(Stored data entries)
┄┄┄┄┄┄┄┄┄┄┄┄┄┄┄┄┄┄┄┄
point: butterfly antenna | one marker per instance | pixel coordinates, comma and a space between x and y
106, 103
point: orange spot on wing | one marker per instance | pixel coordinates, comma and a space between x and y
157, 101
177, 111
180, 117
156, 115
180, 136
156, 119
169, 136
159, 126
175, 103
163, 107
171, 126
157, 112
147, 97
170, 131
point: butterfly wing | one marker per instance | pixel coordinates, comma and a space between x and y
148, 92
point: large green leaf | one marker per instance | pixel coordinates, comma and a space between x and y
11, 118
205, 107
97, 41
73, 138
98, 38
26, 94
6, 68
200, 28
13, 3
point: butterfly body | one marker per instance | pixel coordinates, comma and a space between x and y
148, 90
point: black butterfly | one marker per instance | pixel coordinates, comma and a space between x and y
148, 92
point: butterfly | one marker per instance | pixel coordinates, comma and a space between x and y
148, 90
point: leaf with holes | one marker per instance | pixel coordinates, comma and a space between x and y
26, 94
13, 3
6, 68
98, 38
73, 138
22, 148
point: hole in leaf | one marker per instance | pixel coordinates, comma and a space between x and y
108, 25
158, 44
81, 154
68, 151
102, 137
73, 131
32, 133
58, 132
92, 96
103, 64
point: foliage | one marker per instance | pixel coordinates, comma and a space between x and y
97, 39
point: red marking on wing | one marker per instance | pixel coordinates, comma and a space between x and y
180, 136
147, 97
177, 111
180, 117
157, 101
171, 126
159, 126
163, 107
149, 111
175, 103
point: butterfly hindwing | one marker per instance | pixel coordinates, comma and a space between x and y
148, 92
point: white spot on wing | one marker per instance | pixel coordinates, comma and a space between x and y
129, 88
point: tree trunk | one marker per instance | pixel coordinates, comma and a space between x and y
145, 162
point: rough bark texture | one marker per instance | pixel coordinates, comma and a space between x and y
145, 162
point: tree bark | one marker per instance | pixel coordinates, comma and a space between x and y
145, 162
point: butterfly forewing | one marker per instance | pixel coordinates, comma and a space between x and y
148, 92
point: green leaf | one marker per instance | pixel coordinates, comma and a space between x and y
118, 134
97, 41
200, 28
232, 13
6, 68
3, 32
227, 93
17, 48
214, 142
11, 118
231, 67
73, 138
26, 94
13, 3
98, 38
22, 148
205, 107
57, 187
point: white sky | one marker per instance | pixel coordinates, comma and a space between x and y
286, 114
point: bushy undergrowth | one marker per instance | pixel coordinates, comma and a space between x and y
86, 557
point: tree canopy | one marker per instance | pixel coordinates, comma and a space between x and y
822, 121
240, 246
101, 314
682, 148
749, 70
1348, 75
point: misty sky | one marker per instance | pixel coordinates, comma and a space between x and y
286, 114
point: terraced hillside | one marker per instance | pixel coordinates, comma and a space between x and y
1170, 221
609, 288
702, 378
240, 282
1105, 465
┄┄┄┄┄┄┄┄┄┄┄┄┄┄┄┄┄┄┄┄
Problem statement - Only the lines from the one containing "point: rough bark" to the end of the data should be printed, exactly as they stand.

Result below -
point: rough bark texture | one marker per instance | pixel coordinates, comma and a space between x and y
145, 162
point: tree bark | one marker per instance | pixel coordinates, comma and a space between x and y
145, 162
point: butterfly forewing | one marker per instance | pixel coordinates, comma and a space between x and y
148, 92
point: green leaf | one marker per instance | pixel coordinates, comma and a space between x and y
118, 134
97, 41
200, 28
232, 13
6, 68
3, 32
227, 93
17, 48
214, 142
11, 118
231, 67
73, 138
26, 94
13, 3
98, 38
22, 148
205, 107
57, 187
point: white sky | one marker per instance | pixel coordinates, comma and a space between x and y
286, 114
point: bushy undergrowth | one marker per instance | pixel coordinates, comma and a space between x and y
86, 557
point: tree canopy | one marker per instance | pixel coordinates, comma and a space between x and y
822, 121
240, 246
101, 314
682, 148
749, 70
1348, 75
point: misty sky | one marker per instance | pixel coordinates, comma and a space between x and y
286, 114
point: terraced hillside | one marker per instance | pixel coordinates, comma and a space between x and y
1170, 221
609, 288
702, 378
240, 282
1105, 465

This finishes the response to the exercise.